**Your instructions:**
The answer should consist of every record, reproduced exactly.

◆ ◆ ◆ ◆ ◆ ◆ ◆

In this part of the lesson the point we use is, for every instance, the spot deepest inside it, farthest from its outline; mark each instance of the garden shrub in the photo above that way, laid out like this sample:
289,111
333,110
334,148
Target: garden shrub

◆ ◆ ◆ ◆ ◆ ◆ ◆

**Output below:**
In this part of the lesson the point we use is, for every instance, the spot deepest inside it, farthest from its outline; mark each instance of the garden shrub in the photo above that way, laid out like this sample:
289,111
333,110
334,148
Target: garden shrub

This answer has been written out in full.